REQUIREMENT A:
From the forum post about aquarium nutrient cycling, list the chapter numbers that the writer marks as the most applicable to the topic.
REQUIREMENT B:
Carry on the forum post about aquarium nutrient cycling from its last sentence.
SELECTED EXTRACT START
Getting both phytoplankton and macrophytes to coexist happy in the same condensed system, is unlikely. The best coexisting they can do is if both are in less than ideal settings, but thats a teeter-totter type of balance that more likely then not to tip in favor of one or the other.

I don't see why comparisons to aquatic ecosystems are inapplicable here. They cover obstacles you have yet explained how you will manage to cover in a self-sustaining system. This goes beyond the hydrological cycle. What I am most interested in is how you intend to nutrient cycle at least half a dozen nutrients successfully in an aquarium, when you are lacking vital parts of the ecosystem that cycles them naturally.

Do you plan on going for anoxic 'deep' substrate?
Do you plan on filtering? If so what kinda filter?
There is always particulate in the water column and it will always be settling. This is more true for natural ecosystems then aquarium, but it still present in the aquarium espeically as you move more and more towards the natural aquarium. Filters usually interfere with it. Part of most natural nutrient cycles is some precipitation. It either ends in deposits or is reassimilated back into the cycle. Most nutrients in an aquarium overall are produced, consumed, or partially cycled, rarely do they fully cycle.



Flear said:


> there is much information i could use to help me out, ... what i am finding is that it seems less than half of what is going on has been persued at all in any understanding, and of that there is significantly less available to find, and only a small amount of that is easy to find., ... information on what is needed for all the behind the scenes activity going on in an ecosystem is like a vast desert in the search for an oasis and you have no map to help you out ... and it's night-time, on a cloudy moonless night, without wind or sound to help you out if you're getting close or not, ... and when you find one, it might have something your after, it might not.
> 
> from my tank i don't quite neglect, but pretty close, ... i have learned more about what could be going on without any ability to test than over a year of in-depth searching has brought me



Again I push you towards this text. Chapters: 4, 11*, 12*, 13*, 14, 16*, 17*, 18. The * chapters are the most applicable to this topic(at a glance, there maybe others), the whole text is quite interesting for this topic TBH. This is not how a typical aquarium works. But it is how complete nutrient cycles, water chemistry, and other associations work( like phytoplankton and nutrients) to create an ecosystem. You either need to recreate these cycles or work around them in some manner. IMO you need to fully understand what they are for this to even become debatable. Reading your posts I do not think you fully grasp the entirety or complexity of what it is you need to achieve for your goal to be possible. The scenarios maybe different, but the challenges remain the same.
SELECTED EXTRACT END
ENTRIES SHOWN START
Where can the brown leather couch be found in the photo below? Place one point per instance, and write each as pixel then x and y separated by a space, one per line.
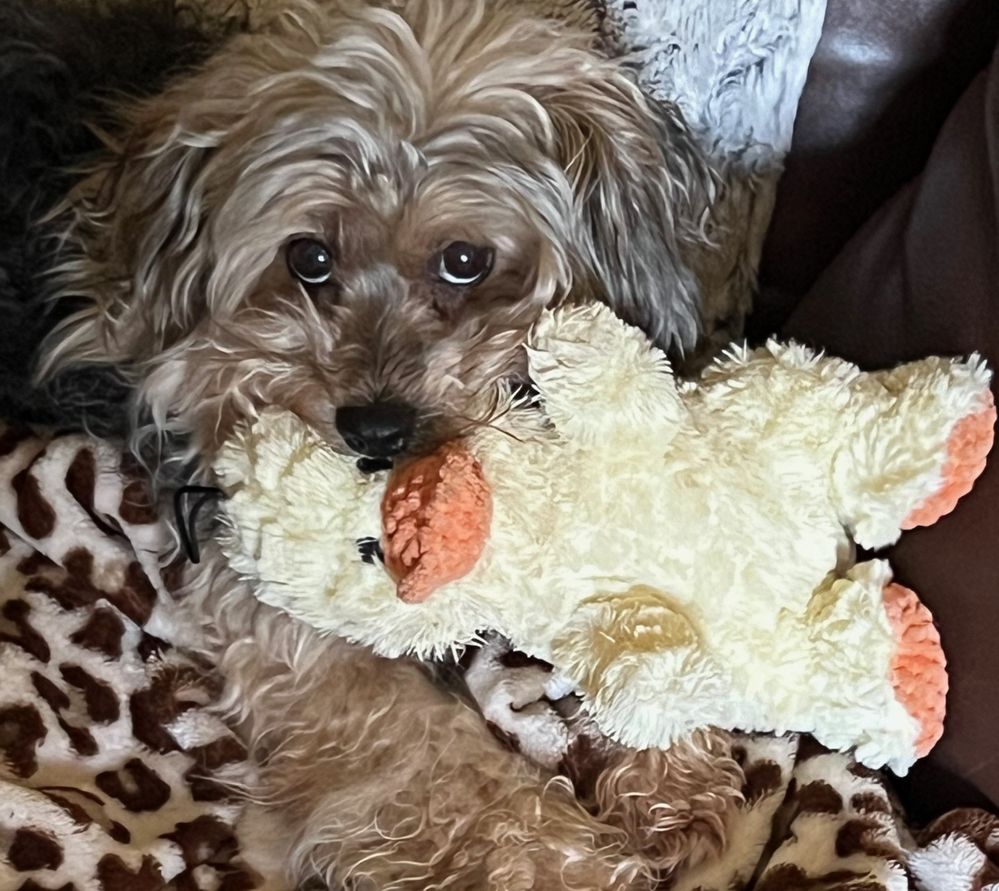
ENTRIES SHOWN END
ENTRIES SHOWN START
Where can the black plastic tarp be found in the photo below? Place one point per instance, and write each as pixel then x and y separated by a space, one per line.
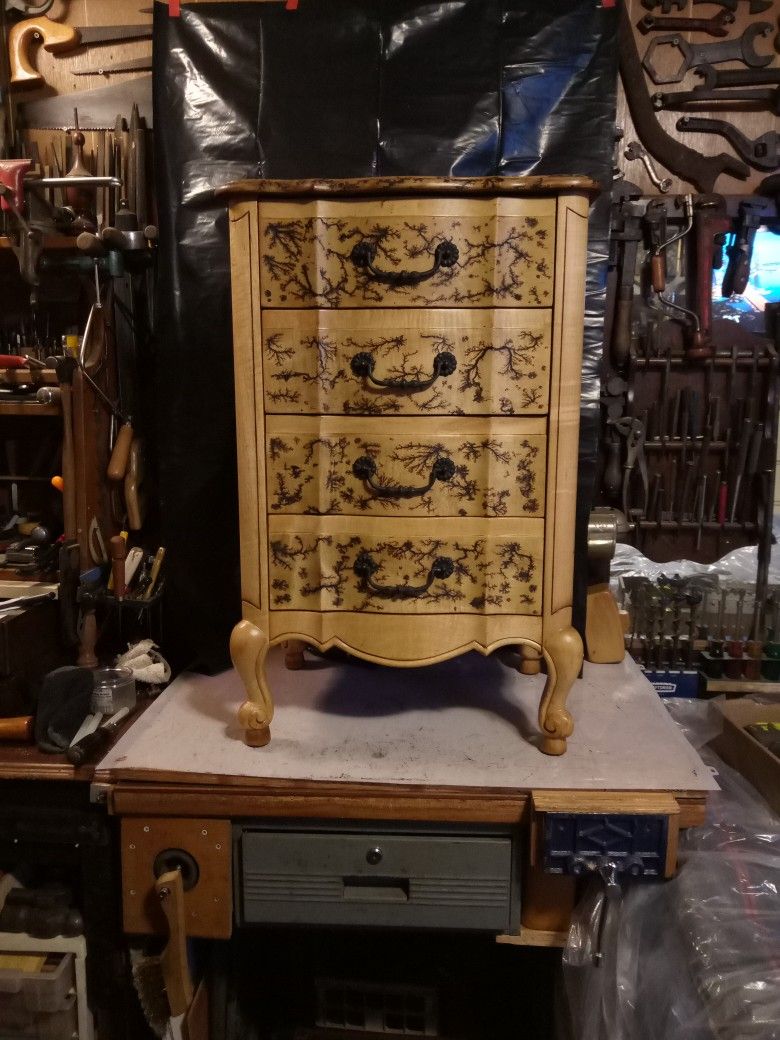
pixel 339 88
ENTRIES SHOWN END
ENTRIES SHOWN START
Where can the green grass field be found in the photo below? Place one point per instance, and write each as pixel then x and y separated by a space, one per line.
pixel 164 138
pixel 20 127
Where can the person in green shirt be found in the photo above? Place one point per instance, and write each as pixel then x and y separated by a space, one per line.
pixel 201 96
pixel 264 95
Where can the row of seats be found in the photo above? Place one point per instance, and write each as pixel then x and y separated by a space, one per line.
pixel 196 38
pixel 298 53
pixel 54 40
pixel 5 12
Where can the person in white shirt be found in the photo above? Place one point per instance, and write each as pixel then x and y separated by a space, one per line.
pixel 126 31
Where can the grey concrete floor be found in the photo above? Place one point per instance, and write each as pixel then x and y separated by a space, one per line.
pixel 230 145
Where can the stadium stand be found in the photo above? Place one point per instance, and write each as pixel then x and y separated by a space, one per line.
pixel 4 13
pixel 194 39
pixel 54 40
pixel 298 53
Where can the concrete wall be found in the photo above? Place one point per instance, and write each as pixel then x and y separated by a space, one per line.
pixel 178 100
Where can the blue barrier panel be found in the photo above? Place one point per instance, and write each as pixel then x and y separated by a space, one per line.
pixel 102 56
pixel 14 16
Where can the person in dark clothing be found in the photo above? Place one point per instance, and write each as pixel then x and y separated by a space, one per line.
ENTRIES SHOWN END
RESPONSE A:
11, 12, 13, 16, 17

RESPONSE B:
----------



## pennyls9332

its not my hypothesis that needs work so lets make it clear
i believe to have a healthy tank you need to take out dangerous toxins by preforming water changes to keep the system inside the tank healthy bc filters and plants and micro-organisms are not able to that by themselves. which has been proven time and time again.

as for your colander theory i think im gonna stop posting on this thread bc im not dealing with small minded people that refuse any other opinion than their own, so good luck with the train wreck waiting to happen


----------



## rsskylight04

pennyls9332 said:


> its not my hypothesis that needs work so lets make it clear
> i believe to have a healthy tank you need to take out dangerous toxins by preforming water changes to keep the system inside the tank healthy bc filters and plants and micro-organisms are not able to that by themselves. which has been proven time and time again.
> 
> as for your colander theory i think im gonna stop posting on this thread bc im not dealing with small minded people that refuse any other opinion than their own, so good luck with the train wreck waiting to happen


Me too.


----------



## Tazman

I am going to nip this in the bud now!

Coming on to a forum, in the Advanced Freshwater DISCUSSION section, DISCUSSION being the operative word here, and NOT listening to what other people have to say as part of that discussion is both rude and NOT what this forum or section is about.

Kindly (EVERYONE) refrain from judging people and their way of doing things. This is a DISCUSSION thread and as such should be treated that way. If any member feels the discussion is NOT to their liking then feel free to leave.

There is no right or wrong on this, what works for one person, may not work for another. Kindly though keep the conversation civilized.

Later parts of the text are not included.